Write out each line of the data below, reproducing it character for character.

[START Data provided]

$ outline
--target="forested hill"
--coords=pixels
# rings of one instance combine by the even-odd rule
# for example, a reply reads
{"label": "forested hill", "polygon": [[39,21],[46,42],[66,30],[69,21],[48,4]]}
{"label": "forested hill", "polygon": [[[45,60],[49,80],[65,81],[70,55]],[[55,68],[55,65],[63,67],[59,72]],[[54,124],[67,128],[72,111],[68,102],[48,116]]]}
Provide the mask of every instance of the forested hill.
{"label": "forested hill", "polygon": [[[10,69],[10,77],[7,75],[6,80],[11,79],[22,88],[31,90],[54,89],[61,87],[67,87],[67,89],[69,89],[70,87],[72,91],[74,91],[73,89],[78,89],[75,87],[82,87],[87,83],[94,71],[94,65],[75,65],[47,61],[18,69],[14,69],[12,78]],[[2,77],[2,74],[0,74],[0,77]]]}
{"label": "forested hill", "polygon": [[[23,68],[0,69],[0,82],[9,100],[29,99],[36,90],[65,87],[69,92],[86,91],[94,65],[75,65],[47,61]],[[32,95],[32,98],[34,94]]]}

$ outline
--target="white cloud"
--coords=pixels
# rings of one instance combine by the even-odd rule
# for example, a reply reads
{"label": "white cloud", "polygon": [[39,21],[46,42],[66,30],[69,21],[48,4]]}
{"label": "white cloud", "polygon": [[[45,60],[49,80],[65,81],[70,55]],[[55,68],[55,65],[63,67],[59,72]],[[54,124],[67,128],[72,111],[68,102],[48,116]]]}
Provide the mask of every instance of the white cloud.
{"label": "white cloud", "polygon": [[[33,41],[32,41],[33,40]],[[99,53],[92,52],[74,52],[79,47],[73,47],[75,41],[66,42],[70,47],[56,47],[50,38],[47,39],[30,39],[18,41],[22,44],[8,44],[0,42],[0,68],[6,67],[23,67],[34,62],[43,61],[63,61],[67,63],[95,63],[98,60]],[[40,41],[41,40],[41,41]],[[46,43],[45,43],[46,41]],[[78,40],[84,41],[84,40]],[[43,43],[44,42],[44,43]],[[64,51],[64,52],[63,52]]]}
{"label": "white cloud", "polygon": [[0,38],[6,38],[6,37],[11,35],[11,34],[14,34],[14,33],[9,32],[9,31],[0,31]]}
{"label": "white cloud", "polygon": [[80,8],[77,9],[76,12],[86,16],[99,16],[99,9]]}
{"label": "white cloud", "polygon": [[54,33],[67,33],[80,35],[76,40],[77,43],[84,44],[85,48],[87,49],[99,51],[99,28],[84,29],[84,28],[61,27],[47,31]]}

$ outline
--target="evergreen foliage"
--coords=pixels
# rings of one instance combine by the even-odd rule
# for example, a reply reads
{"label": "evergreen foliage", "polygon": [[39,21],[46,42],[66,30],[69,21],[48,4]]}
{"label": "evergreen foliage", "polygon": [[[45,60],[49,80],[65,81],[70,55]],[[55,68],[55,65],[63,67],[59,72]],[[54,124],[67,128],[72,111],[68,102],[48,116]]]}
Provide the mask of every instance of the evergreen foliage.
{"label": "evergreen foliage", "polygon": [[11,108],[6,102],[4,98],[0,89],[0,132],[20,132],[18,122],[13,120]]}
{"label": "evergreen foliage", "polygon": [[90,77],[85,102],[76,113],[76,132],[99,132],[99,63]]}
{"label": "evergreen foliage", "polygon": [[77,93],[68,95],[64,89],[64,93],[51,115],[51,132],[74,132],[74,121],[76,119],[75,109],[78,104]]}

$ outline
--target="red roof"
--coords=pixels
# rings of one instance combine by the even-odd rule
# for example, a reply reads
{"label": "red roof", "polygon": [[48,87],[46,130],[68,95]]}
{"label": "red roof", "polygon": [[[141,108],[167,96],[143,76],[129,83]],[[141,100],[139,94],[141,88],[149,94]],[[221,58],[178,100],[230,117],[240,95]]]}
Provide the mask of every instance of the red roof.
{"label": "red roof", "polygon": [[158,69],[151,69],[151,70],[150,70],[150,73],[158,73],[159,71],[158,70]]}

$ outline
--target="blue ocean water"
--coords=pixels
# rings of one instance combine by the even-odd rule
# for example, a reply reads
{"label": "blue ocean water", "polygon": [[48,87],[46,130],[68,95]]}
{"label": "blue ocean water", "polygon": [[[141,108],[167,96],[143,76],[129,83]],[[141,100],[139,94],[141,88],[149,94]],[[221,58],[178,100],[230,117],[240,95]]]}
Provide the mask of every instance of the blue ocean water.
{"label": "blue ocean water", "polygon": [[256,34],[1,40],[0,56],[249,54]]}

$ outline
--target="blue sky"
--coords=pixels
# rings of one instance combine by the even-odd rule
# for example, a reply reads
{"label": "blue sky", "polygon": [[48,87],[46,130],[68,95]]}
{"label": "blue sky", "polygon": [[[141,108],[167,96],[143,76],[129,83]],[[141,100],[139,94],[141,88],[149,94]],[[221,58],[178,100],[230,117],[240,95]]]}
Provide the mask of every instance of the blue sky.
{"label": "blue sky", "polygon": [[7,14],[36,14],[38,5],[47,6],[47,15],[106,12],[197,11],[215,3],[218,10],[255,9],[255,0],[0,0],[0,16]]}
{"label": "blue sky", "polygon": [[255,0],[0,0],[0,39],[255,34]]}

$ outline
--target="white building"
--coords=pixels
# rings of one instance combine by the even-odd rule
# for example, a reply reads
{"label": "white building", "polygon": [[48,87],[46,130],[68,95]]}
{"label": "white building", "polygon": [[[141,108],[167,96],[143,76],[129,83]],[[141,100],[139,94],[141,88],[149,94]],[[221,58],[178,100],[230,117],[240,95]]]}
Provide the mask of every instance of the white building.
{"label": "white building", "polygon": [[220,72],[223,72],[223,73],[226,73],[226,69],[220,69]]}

[END Data provided]

• Reply:
$ outline
--target="forested hill"
--coords=pixels
# rings of one instance combine by the even-odd rule
# for example, a reply reads
{"label": "forested hill", "polygon": [[39,21],[46,42],[66,30],[69,21],[48,4]]}
{"label": "forested hill", "polygon": [[[45,60],[49,80],[65,81],[70,55]],[[55,68],[55,65],[63,67],[59,72]],[[54,124],[67,128],[72,111],[68,102],[48,116]]]}
Provide the mask of every instance of the forested hill.
{"label": "forested hill", "polygon": [[[10,69],[10,77],[7,75],[6,80],[11,79],[22,88],[31,90],[54,89],[61,87],[67,87],[67,89],[69,89],[70,87],[72,91],[74,91],[73,89],[78,89],[75,87],[82,87],[87,83],[94,71],[94,65],[75,65],[47,61],[18,69],[14,69],[12,78]],[[2,77],[2,74],[0,74],[0,77]]]}
{"label": "forested hill", "polygon": [[[23,68],[0,69],[0,82],[9,100],[29,99],[36,90],[65,87],[69,92],[86,91],[94,65],[75,65],[47,61]],[[32,95],[32,98],[34,94]]]}

$ outline
--target="white cloud"
--coords=pixels
# rings of one instance combine by the even-odd rule
# for example, a reply reads
{"label": "white cloud", "polygon": [[39,21],[46,42],[66,30],[69,21],[48,4]]}
{"label": "white cloud", "polygon": [[[45,60],[49,80],[65,81],[70,55]],[[55,68],[55,65],[63,67],[59,72]],[[54,124],[67,128],[72,111],[68,102],[48,116]]]}
Provide the mask of every instance of the white cloud.
{"label": "white cloud", "polygon": [[[33,41],[32,41],[33,40]],[[99,53],[92,52],[74,52],[79,47],[73,47],[75,41],[66,42],[70,47],[56,47],[50,38],[47,39],[30,39],[18,41],[22,44],[8,44],[0,42],[0,68],[6,67],[23,67],[34,62],[43,61],[63,61],[67,63],[95,63],[98,60]],[[40,41],[41,40],[41,41]],[[46,43],[45,43],[46,41]],[[78,40],[84,41],[84,40]],[[43,43],[44,42],[44,43]],[[64,51],[64,52],[63,52]]]}
{"label": "white cloud", "polygon": [[0,38],[6,38],[6,37],[11,35],[11,34],[14,34],[14,33],[9,32],[9,31],[0,31]]}
{"label": "white cloud", "polygon": [[80,8],[77,9],[76,12],[86,16],[99,16],[99,9]]}
{"label": "white cloud", "polygon": [[54,33],[67,33],[80,35],[76,40],[77,43],[84,44],[85,48],[87,49],[99,51],[99,28],[84,29],[84,28],[61,27],[47,31]]}

$ outline
--target="evergreen foliage"
--coords=pixels
# rings of one instance combine by the even-odd rule
# for example, a reply reads
{"label": "evergreen foliage", "polygon": [[39,21],[46,42],[66,30],[69,21],[48,4]]}
{"label": "evergreen foliage", "polygon": [[[45,60],[49,80],[65,81],[70,55]],[[55,68],[55,65],[63,67],[59,72]],[[54,124],[67,128],[72,111],[68,102],[48,116]]]}
Provide the mask of every instance of the evergreen foliage.
{"label": "evergreen foliage", "polygon": [[11,108],[6,102],[4,98],[0,89],[0,132],[20,132],[18,122],[13,120]]}
{"label": "evergreen foliage", "polygon": [[90,77],[85,102],[76,113],[76,132],[99,132],[99,63]]}
{"label": "evergreen foliage", "polygon": [[77,93],[68,95],[64,89],[64,93],[51,115],[51,132],[74,132],[74,121],[76,119],[75,109],[78,104]]}

$ outline
--target="red roof"
--coords=pixels
# rings of one instance combine by the even-odd rule
# for example, a reply reads
{"label": "red roof", "polygon": [[48,87],[46,130],[68,95]]}
{"label": "red roof", "polygon": [[[141,108],[167,96],[143,76],[129,83]],[[141,100],[139,94],[141,88],[149,94]],[[221,58],[178,100],[230,117],[240,95]]]}
Provide the mask of every instance of the red roof.
{"label": "red roof", "polygon": [[158,69],[151,69],[151,70],[150,70],[150,73],[158,73],[159,71],[158,70]]}

$ outline
--target="blue ocean water"
--coords=pixels
# rings of one instance combine by the even-odd rule
# for example, a reply reads
{"label": "blue ocean water", "polygon": [[48,87],[46,130],[68,95]]}
{"label": "blue ocean water", "polygon": [[[141,108],[167,96],[143,76],[129,83]],[[141,100],[139,94],[141,88],[149,94]],[[221,58],[178,100],[230,117],[240,95]]]}
Provide the mask of every instance of the blue ocean water.
{"label": "blue ocean water", "polygon": [[256,34],[1,40],[0,56],[249,54]]}

$ outline
--target="blue sky"
--coords=pixels
# rings of one instance combine by the even-odd rule
# for example, a reply reads
{"label": "blue sky", "polygon": [[48,87],[46,130],[68,95]]}
{"label": "blue sky", "polygon": [[[141,108],[167,96],[143,76],[129,83]],[[141,100],[139,94],[141,88],[149,94]],[[221,58],[178,100],[230,117],[240,95]]]}
Provide the mask of every instance of the blue sky.
{"label": "blue sky", "polygon": [[7,14],[36,14],[38,5],[47,6],[47,15],[106,12],[197,11],[215,3],[218,10],[255,9],[255,0],[0,0],[0,16]]}
{"label": "blue sky", "polygon": [[255,0],[0,0],[0,39],[255,34]]}

$ outline
--target="white building"
--coords=pixels
# rings of one instance combine by the even-odd rule
# for example, a reply reads
{"label": "white building", "polygon": [[48,87],[46,130],[68,95]]}
{"label": "white building", "polygon": [[[141,108],[167,96],[143,76],[129,83]],[[141,100],[139,94],[141,88],[149,94]],[[221,58],[178,100],[230,117],[240,95]]]}
Provide the mask of every instance of the white building.
{"label": "white building", "polygon": [[220,72],[223,72],[223,73],[226,73],[226,69],[220,69]]}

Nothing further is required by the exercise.